# [TREŚĆ ZADANIA A]
Przepisz z tekstu o skupie akcji fragment między „Dodaje, że firma” a „walor – twierdzi Groborz.”, łącznie z tymi słowami.

# [FRAGMENT STRONY]

-*-*-

W ubiegłym roku producent opakowań wypracował na czysto 2,1 mln zł. Zarząd nie przedstawił swojej propozycji podziału zysku. – To akcjonariusze na walnym zgromadzeniu podejmą ostateczną decyzję, ile dokładnie spółka przeznaczy środków na skup akcji, określą także cenę, po jakiej firma będzie mogła skupować walory – mówi Robert Groborz, prezes Ergu.
Dodaje, że firma jest obecnie w trakcie przeglądu opcji strategicznych, który może skutkować różnymi decyzjami. – Skup akcji to de facto akumulacja kapitału do wykorzystania w przyszłości, np. z przeznaczeniem na inwestycje, ale także w ewentualnych procesach akwizycyjnych. Obecnie spółka posiada 12,12 proc. akcji, skupionych po średniej cenie 42,99 zł za walor – twierdzi Groborz.

-*-*-

Wiersze do oznaczania konturów:

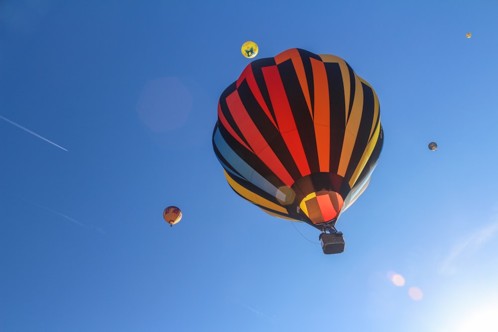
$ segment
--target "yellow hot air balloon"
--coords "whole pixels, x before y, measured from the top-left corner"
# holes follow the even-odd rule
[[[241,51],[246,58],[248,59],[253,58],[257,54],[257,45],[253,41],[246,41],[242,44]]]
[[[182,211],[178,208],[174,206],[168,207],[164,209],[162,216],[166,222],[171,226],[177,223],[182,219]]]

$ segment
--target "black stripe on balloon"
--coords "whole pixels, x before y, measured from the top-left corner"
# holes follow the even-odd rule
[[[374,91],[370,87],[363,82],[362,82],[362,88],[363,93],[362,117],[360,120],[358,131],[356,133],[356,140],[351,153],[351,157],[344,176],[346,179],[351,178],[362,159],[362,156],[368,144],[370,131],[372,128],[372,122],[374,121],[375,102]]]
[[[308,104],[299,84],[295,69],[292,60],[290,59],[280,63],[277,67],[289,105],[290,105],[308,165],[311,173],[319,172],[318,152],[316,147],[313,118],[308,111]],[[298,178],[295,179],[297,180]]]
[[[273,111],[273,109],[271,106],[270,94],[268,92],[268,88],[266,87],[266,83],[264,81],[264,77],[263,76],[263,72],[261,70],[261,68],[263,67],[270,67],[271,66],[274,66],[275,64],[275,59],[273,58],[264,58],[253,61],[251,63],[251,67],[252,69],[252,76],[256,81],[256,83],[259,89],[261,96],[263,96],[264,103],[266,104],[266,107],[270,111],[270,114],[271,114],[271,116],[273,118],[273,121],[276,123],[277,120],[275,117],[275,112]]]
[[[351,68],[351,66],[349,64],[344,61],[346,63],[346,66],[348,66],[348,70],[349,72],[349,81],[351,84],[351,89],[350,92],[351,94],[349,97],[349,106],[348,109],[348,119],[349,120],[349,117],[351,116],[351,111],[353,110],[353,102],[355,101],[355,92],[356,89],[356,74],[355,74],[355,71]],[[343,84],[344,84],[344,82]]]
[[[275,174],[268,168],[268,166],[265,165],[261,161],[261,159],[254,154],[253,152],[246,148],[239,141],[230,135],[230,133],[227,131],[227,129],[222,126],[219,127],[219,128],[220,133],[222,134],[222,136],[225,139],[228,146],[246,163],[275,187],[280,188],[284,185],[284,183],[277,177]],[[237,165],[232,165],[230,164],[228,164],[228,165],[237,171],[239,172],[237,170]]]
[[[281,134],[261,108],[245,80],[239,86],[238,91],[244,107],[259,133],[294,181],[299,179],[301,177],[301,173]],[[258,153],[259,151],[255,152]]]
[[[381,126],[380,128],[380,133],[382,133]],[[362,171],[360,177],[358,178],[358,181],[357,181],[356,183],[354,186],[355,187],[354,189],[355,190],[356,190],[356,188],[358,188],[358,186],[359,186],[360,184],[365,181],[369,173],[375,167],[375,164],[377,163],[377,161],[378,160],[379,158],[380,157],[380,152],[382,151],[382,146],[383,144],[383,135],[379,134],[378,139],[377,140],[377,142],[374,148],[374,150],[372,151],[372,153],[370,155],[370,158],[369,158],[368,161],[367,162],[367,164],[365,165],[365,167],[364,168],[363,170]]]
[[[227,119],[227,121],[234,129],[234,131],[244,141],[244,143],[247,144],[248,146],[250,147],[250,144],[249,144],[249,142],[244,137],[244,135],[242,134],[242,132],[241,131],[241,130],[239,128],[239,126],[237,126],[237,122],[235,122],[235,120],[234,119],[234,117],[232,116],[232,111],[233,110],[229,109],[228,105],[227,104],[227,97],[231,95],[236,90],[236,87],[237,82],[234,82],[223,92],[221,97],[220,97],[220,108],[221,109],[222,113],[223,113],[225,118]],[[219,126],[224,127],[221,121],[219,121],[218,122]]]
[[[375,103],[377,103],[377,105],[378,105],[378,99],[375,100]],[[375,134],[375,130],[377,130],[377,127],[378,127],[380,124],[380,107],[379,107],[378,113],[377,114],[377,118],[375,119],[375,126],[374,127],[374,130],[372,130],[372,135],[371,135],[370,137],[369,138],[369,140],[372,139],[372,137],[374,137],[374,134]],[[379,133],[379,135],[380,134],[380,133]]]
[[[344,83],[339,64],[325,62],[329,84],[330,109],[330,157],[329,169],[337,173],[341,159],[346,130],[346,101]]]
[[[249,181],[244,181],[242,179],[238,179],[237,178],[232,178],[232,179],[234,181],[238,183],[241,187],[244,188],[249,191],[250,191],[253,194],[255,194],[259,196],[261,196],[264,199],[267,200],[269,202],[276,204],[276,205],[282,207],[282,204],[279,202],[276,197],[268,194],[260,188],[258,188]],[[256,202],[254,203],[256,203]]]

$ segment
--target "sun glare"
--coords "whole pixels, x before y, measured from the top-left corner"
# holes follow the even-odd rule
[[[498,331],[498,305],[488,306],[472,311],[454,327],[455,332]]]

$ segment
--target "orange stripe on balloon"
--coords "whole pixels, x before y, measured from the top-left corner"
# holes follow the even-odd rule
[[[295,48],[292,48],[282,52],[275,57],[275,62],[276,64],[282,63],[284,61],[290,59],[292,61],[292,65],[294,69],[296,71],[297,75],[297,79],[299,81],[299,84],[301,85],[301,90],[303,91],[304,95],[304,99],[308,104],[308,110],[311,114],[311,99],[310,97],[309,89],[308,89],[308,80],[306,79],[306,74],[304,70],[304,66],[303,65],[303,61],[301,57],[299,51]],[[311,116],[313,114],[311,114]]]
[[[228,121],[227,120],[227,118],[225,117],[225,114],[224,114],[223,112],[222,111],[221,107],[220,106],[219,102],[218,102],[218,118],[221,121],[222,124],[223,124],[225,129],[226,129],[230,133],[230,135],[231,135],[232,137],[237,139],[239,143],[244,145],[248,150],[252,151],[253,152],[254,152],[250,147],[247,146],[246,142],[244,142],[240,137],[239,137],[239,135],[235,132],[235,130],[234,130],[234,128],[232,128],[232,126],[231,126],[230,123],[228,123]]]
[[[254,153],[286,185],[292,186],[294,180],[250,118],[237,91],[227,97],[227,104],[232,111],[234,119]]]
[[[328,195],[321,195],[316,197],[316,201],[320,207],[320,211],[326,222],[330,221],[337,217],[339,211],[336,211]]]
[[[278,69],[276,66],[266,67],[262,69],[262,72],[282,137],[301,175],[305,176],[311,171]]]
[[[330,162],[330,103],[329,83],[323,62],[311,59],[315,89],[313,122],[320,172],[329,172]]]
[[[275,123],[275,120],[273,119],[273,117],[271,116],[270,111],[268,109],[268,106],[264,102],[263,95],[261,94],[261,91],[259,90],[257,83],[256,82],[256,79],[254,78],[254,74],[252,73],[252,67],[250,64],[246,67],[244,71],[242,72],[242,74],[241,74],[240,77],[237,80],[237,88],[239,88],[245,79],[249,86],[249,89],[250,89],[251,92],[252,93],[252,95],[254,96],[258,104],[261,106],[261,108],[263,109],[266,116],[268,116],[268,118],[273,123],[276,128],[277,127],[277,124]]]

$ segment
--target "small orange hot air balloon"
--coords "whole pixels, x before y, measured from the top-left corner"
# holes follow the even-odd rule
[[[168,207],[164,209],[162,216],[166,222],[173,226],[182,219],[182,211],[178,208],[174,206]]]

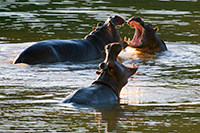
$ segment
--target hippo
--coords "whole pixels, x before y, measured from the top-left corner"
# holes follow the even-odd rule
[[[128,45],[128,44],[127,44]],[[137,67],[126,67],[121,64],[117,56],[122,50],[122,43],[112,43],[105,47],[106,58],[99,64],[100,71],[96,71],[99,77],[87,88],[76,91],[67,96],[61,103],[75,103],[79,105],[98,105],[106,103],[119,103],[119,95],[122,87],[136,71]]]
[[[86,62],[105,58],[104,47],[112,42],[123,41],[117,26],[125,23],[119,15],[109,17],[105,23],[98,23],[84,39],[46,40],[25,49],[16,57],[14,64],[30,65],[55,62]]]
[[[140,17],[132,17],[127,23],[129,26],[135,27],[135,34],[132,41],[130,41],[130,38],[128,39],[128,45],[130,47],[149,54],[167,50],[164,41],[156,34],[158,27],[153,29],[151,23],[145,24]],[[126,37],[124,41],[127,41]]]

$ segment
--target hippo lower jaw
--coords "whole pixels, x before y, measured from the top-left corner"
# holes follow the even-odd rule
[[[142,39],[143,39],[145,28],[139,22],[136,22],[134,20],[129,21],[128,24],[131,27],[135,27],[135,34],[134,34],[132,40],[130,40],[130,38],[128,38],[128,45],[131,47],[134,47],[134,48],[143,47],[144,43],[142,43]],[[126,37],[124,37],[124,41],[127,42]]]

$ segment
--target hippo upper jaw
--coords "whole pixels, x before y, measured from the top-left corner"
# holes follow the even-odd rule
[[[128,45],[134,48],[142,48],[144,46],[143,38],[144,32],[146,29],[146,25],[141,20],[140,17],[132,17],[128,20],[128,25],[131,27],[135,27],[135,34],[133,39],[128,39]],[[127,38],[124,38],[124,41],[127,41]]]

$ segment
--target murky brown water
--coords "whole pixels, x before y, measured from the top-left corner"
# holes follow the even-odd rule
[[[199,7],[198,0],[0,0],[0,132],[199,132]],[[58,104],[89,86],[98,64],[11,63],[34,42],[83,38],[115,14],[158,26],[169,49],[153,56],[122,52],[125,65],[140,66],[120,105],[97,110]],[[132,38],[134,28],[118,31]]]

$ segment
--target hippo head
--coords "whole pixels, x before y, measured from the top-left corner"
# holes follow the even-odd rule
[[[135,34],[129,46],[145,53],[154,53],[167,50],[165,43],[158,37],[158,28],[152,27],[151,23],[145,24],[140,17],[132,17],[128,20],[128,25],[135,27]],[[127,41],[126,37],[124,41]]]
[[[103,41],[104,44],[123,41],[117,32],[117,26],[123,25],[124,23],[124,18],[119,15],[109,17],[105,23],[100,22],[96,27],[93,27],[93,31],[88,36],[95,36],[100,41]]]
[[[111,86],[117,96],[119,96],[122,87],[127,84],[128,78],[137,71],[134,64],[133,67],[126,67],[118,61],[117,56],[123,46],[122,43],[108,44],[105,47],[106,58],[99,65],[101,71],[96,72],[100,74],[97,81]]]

-*-*-

# [TREŚĆ ZADANIA B]
Wypisz każdy wiersz, w którym występuje słowo „orange”.

# [ROZWIĄZANIE ZADANIA A]
Dodaje, że firma jest obecnie w trakcie przeglądu opcji strategicznych, który może skutkować różnymi decyzjami. – Skup akcji to de facto akumulacja kapitału do wykorzystania w przyszłości, np. z przeznaczeniem na inwestycje, ale także w ewentualnych procesach akwizycyjnych. Obecnie spółka posiada 12,12 proc. akcji, skupionych po średniej cenie 42,99 zł za walor – twierdzi Groborz.

# [ROZWIĄZANIE ZADANIA B]
--target "orange stripe on balloon"
--target "small orange hot air balloon"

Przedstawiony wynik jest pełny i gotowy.